Interestingly, the latency increase rate of GSOAP is nearly linear as its data size increases, i.e. if the data size doubles, the latency nearly doubles as well. GSOAP’s poor performance with large payloads stems largely from its XML representation for sequences, which (de)marshals each element of a sequence using a verbose text-based format rather than (de)marshaling the sequence as a whole like DDS and CORBA.

2 Throughput Results

Benchmark design. Throughput is another important performance metric for DRE information management systems. The primary goals of our throughput tests, therefore, were to measure how well each DDS implementation handles scalability, how different communication models (e.g. unicast, multicast, and broadcast) affect performance, and how synchronous (wait-based) and asynchronous (listener-based) perform with these communication models. To maximize scalability in our throughput tests, the publisher and subscriber(s) reside in different processes on different hosts.

# MATERIAL

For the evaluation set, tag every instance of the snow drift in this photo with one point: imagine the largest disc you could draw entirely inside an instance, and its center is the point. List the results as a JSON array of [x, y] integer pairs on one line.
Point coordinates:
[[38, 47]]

# SET PROBLEM A
Can you sum up the benchmark text in two sentences?
# SET PROBLEM B
Would you print the benchmark text between "2 Throughput Results" and "on different hosts.", inclusive?

# CORRECT OUTPUT A
GSOAP's latency rises nearly linearly with data size, largely because its XML representation marshals each element of a sequence in a verbose text-based format instead of handling the sequence as a whole as DDS and CORBA do. The throughput tests aimed to measure how well each DDS implementation handles scalability, how unicast, multicast and broadcast affect performance, and how synchronous and asynchronous approaches perform with these models, with the publisher and subscriber(s) in different processes on different hosts.

# CORRECT OUTPUT B
2 Throughput Results

Benchmark design. Throughput is another important performance metric for DRE information management systems. The primary goals of our throughput tests, therefore, were to measure how well each DDS implementation handles scalability, how different communication models (e.g. unicast, multicast, and broadcast) affect performance, and how synchronous (wait-based) and asynchronous (listener-based) perform with these communication models. To maximize scalability in our throughput tests, the publisher and subscriber(s) reside in different processes on different hosts.